Problem to solve
Repeat the whole listing exactly, leaving nothing out.
-*-*-
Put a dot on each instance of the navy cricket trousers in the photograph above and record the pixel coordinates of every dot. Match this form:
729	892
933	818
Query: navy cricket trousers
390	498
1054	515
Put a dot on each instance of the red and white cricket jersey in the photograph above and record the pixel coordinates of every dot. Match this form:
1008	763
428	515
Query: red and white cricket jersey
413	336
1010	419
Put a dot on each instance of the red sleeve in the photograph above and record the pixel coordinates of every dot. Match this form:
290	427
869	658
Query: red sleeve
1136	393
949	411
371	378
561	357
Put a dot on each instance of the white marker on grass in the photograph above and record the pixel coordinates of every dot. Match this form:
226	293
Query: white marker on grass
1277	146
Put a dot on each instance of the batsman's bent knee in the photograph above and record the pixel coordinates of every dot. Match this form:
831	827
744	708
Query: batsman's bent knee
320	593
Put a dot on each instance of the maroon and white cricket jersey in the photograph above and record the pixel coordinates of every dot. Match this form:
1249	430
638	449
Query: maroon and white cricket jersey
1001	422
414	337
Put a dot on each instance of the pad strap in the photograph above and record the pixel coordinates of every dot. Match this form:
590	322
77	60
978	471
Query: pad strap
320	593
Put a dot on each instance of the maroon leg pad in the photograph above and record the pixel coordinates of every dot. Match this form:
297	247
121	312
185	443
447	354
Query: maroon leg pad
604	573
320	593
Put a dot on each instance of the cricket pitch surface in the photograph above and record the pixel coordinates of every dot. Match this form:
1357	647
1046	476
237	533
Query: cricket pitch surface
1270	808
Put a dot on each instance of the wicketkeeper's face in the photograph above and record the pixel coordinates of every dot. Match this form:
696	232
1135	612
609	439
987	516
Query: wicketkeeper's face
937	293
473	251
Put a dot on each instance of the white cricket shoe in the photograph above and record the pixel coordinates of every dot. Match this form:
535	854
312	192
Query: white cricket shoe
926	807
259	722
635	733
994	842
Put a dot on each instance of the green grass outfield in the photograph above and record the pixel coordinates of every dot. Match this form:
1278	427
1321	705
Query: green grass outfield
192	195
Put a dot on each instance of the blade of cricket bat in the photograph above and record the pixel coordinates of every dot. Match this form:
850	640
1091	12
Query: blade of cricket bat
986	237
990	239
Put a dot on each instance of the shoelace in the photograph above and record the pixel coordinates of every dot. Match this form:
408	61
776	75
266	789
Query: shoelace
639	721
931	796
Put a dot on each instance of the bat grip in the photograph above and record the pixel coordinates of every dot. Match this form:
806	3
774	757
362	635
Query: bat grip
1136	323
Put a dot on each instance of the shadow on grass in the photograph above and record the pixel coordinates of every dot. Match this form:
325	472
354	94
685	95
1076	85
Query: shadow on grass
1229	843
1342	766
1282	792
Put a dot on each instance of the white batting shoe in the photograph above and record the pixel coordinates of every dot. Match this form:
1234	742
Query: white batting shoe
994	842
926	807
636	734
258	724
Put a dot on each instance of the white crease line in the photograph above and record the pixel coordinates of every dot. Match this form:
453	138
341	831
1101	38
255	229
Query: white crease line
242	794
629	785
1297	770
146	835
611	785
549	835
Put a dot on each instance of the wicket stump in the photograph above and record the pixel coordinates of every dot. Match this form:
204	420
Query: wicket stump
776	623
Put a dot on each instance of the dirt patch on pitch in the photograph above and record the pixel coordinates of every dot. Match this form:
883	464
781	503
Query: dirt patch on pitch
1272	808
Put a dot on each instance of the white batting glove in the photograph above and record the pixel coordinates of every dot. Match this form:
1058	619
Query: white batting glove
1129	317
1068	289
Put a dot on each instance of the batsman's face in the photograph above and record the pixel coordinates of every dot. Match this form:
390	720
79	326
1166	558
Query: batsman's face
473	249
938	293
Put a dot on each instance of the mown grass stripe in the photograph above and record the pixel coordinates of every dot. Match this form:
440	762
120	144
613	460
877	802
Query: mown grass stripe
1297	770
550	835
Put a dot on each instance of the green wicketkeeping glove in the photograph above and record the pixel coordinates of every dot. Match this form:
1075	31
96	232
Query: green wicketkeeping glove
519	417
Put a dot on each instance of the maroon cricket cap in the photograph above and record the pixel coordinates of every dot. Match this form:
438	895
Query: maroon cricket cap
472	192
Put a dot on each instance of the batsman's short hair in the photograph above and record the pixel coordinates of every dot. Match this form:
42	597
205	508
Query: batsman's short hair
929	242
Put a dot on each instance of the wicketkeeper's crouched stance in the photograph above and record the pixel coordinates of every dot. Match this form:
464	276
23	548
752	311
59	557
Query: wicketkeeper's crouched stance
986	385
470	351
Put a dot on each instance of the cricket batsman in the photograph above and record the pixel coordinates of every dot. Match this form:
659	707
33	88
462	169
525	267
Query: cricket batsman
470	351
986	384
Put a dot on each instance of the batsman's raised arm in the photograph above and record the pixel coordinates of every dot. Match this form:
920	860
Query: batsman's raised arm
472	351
-*-*-
Output for this task
Put a dot on each instance of the navy cricket trousers in the photograph above and record the pixel coordinates of every dot. Match this form:
729	892
933	818
Query: navy cricket trousers
390	498
1054	515
Put a dot on each instance of the red and white cricket jersey in the photograph above and record the pixel coordinates of every dot. Match this form:
1008	763
428	515
Query: red and white cricket jersey
413	336
1010	419
Put a dot on each instance of the red sleeve in the photograph above and record the pixel coordinates of every dot. Match this form:
290	427
869	658
Query: red sleeve
1136	393
949	411
371	378
561	357
Put a dot on each instance of the white marker on grass in the photograph above and record the pixel coordinates of every dot. Match this form:
226	293
Query: white marker on grass
1277	146
Put a dot on each instance of the batsman's bent knee in the photograph above and record the pixel coordinates of every dot. Match this form:
831	827
744	708
Query: batsman's bent knee
320	593
Put a dot on each instance of the maroon and white cricket jersey in the photograph above and record the pixel coordinates of every dot. Match this form:
1249	430
638	449
Query: maroon and white cricket jersey
1001	422
414	337
Put a dot on each instance of the pad strap in the photograph above and record the pixel coordinates of every dot. Match this form:
590	322
77	60
978	471
Query: pad strap
320	593
Put a dot on each instance of the maroon leg pad in the photograph above and record the pixel coordinates of every dot. Match this form:
297	247
121	312
185	443
447	354
Query: maroon leg pad
604	573
320	593
Put a dot on each instance of the cricket pitch surface in the photograph above and record the pixel coordinates of every dot. Match this form:
1357	647
1046	476
237	533
Query: cricket pitch surface
1270	808
Put a dot on each instance of the wicketkeeper's face in the photograph above and record the pixel coordinates of every dot. Match this form:
696	232
1135	612
609	439
987	516
Query: wicketkeeper's face
937	293
473	251
Put a dot on each instance of the white cricket shoe in the photograph above and record the pixel coordinates of every dot. Match this form:
535	854
312	192
Query: white cricket shoe
926	807
259	722
635	733
994	842
Put a dot on each instance of the green grass outfield in the photograph above and record the pixel coordinates of every dot. Match this form:
1278	427
1321	705
Query: green grass outfield
192	195
Put a dot on each instance of the blade of cricket bat in the photograph above and record the pixel coordinates of every dot. Match this form:
850	640
1091	12
Query: blade of cricket bat
986	237
990	239
Put a dot on each instance of the shoelace in the photograph above and record the pixel coordinates of every dot. Match this form:
408	61
776	75
266	789
Query: shoelace
639	721
931	796
Put a dot on each instance of the bat grip in the photograph above and record the pixel coordinates of every dot. Match this form:
806	3
774	757
362	635
Query: bat grip
1136	323
Put a dot on each instance of the shadow on grass in the photograph above and record the pixel coordinates of every dot. Match this form:
325	472
354	94
685	95
1076	85
Query: shadow on grass
1229	843
1342	766
1282	792
Put a dot on each instance of the white batting shoe in the photograph above and record the pixel coordinates of every dot. Match this form:
1234	742
Query: white batting shoe
994	842
926	807
636	734
258	724
Put a dot on each instance of the white crease line in the photograph above and record the pixel coordinates of every dot. Match this form:
453	138
341	831
1101	38
255	229
Query: white crease line
242	794
629	785
1297	770
146	835
611	785
549	835
Put a dot on each instance of the wicket stump in the photograph above and record the pixel coordinates of every dot. Match this form:
204	420
Query: wicket stump
776	623
Put a dot on each instance of the dirt patch on pitch in the photograph above and record the pixel coordinates of every dot. Match this form:
883	464
781	503
Query: dirt patch on pitch
1272	808
Put a dot on each instance of the white batting glove in the photograph above and record the pixel coordinates of every dot. Match this form:
1058	619
Query: white batting glove
1129	317
1068	289
Put a dot on each instance of the batsman's face in the photograph above and record the pixel coordinates of every dot. Match this form:
390	720
79	326
1166	558
Query: batsman's face
473	249
938	293
Put a dot on each instance of the mown grass stripe in the photograph above and record the pixel coordinates of every dot. Match this form:
440	762
120	144
613	460
877	802
Query: mown grass stripe
1297	770
550	835
Put a dot on each instance of the green wicketkeeping glove in the photograph above and record the pixel coordinates of every dot. Match this form:
1075	31
96	232
Query: green wicketkeeping glove
519	417
Put a dot on each instance of the maroon cricket cap in the photograph above and record the pixel coordinates of every dot. Match this form:
438	895
Query: maroon cricket cap
472	192
Put a dot on each instance of the batsman's short hair in the photograph above and record the pixel coordinates of every dot. Match this form:
42	597
205	508
Query: batsman's short hair
929	242
Put a dot on each instance of the wicketkeeper's crouched stance in the photograph above and record the pixel coordinates of every dot. Match this form:
464	276
23	548
752	311
59	557
Query: wicketkeeper's crouched stance
986	385
470	351
Put a dot on each instance of the cricket batsman in the photograph above and record the pixel coordinates of every dot. Match this form:
659	707
33	88
462	169
525	267
Query: cricket batsman
470	351
986	384
Put a dot on each instance of the batsman's raised arm in the photograph above and record the pixel coordinates of every dot. Match this form:
920	860
Query: batsman's raised arm
472	351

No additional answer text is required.